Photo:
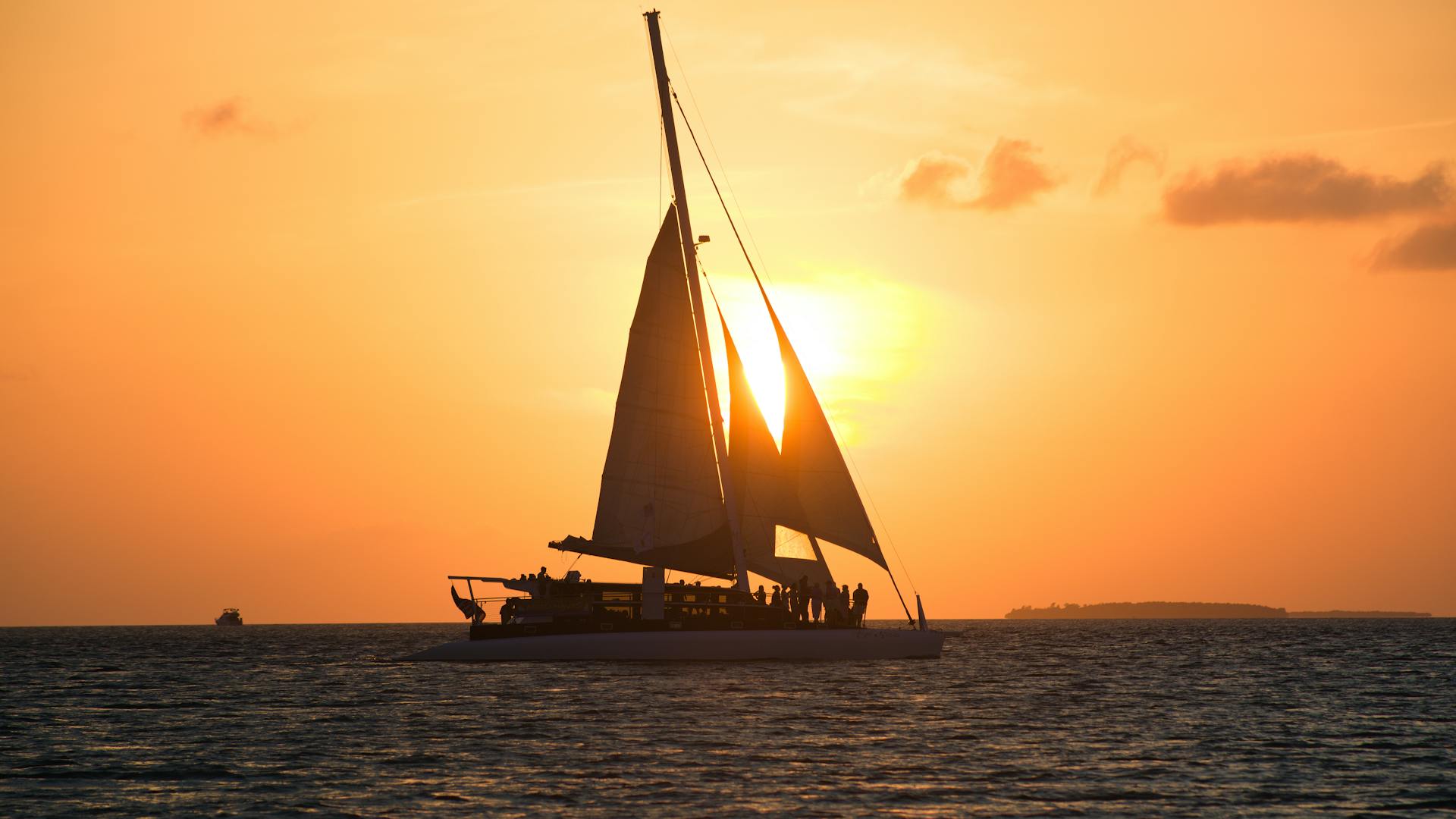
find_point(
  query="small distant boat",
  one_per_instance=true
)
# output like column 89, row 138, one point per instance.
column 676, row 496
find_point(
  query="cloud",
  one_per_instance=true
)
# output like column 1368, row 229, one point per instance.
column 1120, row 156
column 1430, row 246
column 1011, row 177
column 224, row 118
column 1299, row 188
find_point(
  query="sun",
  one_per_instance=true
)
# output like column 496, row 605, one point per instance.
column 854, row 335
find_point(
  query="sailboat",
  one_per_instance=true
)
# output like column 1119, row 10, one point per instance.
column 680, row 496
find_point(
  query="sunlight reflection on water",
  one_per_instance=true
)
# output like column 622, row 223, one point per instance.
column 1155, row 717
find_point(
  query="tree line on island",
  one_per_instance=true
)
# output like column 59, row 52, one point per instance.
column 1187, row 611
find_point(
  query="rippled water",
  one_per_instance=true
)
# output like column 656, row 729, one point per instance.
column 1125, row 717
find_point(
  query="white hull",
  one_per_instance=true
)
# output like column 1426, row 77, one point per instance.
column 759, row 645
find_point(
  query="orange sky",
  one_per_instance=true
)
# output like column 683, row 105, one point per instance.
column 306, row 306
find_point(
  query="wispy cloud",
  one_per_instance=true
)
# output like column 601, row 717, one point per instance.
column 1430, row 246
column 1125, row 153
column 1299, row 188
column 1009, row 177
column 229, row 117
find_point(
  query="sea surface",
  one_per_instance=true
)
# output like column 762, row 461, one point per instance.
column 1257, row 717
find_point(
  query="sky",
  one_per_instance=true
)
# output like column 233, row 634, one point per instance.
column 306, row 306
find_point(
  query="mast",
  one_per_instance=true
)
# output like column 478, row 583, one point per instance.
column 691, row 261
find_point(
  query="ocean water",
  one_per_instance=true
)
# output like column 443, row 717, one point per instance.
column 1018, row 717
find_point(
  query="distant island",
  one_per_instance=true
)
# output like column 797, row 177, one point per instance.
column 1184, row 611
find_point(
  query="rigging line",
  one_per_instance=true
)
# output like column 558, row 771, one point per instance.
column 752, row 268
column 712, row 146
column 661, row 134
column 759, row 281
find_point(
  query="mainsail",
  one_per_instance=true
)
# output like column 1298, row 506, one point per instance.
column 766, row 497
column 661, row 503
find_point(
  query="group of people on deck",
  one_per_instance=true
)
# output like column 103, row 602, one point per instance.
column 810, row 602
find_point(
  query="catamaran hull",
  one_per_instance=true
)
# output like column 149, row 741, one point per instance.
column 788, row 645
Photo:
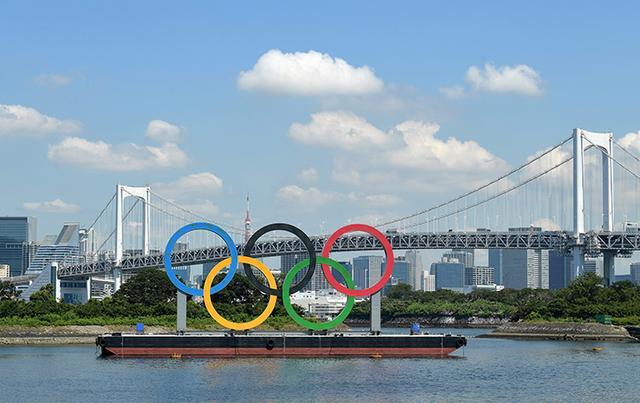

▶ _DIRECTIONS_
Give back the data exactly. Pictures stay out.

▶ _SOLUTION TO THIS EXERCISE_
Photo:
find_point(
  query="small distant boat",
  one_per_instance=true
)
# output like column 89, row 138, one point per instance.
column 676, row 496
find_point(
  query="cloud",
  one_per_instance=true
)
# output like column 1368, row 229, one point per instance.
column 1120, row 156
column 1430, row 246
column 1011, row 177
column 224, row 118
column 1299, row 188
find_point(
  query="sun",
  one_per_instance=true
)
# output like column 496, row 605, one point per instance.
column 854, row 335
find_point(
  query="sailboat",
  one_per_instance=true
)
# output like column 1119, row 10, one point per instance.
column 680, row 496
find_point(
  query="sunlight reflection on water",
  one_per_instance=true
)
# output like column 622, row 223, one point per instance.
column 1155, row 717
find_point(
  query="tree line on island",
  one_per_instance=true
)
# output like column 59, row 52, one point per instance.
column 1187, row 611
find_point(
  query="rippled water",
  one_per_instance=true
)
# output like column 656, row 729, one point per instance.
column 1125, row 717
find_point(
  query="white hull",
  one_per_instance=true
)
# output like column 1426, row 77, one point per instance.
column 759, row 645
find_point(
  query="orange sky",
  one_per_instance=true
)
# output like column 683, row 105, one point per instance.
column 306, row 306
find_point(
  query="wispy cloud",
  one_per_instance=true
)
# output like column 601, row 717, one point per instance.
column 1430, row 246
column 1125, row 153
column 1299, row 188
column 1009, row 177
column 229, row 117
find_point(
  query="sea surface",
  one_per_instance=true
)
# output like column 762, row 461, one point per instance.
column 1257, row 717
find_point(
  query="sky",
  one_per_instance=true
)
# output like column 233, row 634, one point per instance.
column 306, row 306
find_point(
  query="mast",
  one_per_instance=true
)
# output like column 478, row 583, one point per instance.
column 691, row 261
find_point(
  query="ocean water",
  one_per_instance=true
)
# output like column 443, row 717, one point per instance.
column 1018, row 717
find_point(
  query="distant island",
  one_per_instance=true
)
# output like column 797, row 177, one point per instance.
column 1184, row 611
find_point(
  query="rigging line",
  one_per_instance=true
)
# output like column 558, row 771, one point per instance.
column 752, row 268
column 712, row 146
column 661, row 134
column 759, row 281
find_point(
  query="mainsail",
  one_per_instance=true
)
# output like column 1298, row 506, one point per instance.
column 766, row 497
column 661, row 503
find_point(
  query="group of people on deck",
  one_per_instance=true
)
# output like column 103, row 602, one point per instance.
column 810, row 602
find_point(
  query="catamaran hull",
  one_per_instance=true
)
# output like column 149, row 741, one point per instance.
column 788, row 645
Photo:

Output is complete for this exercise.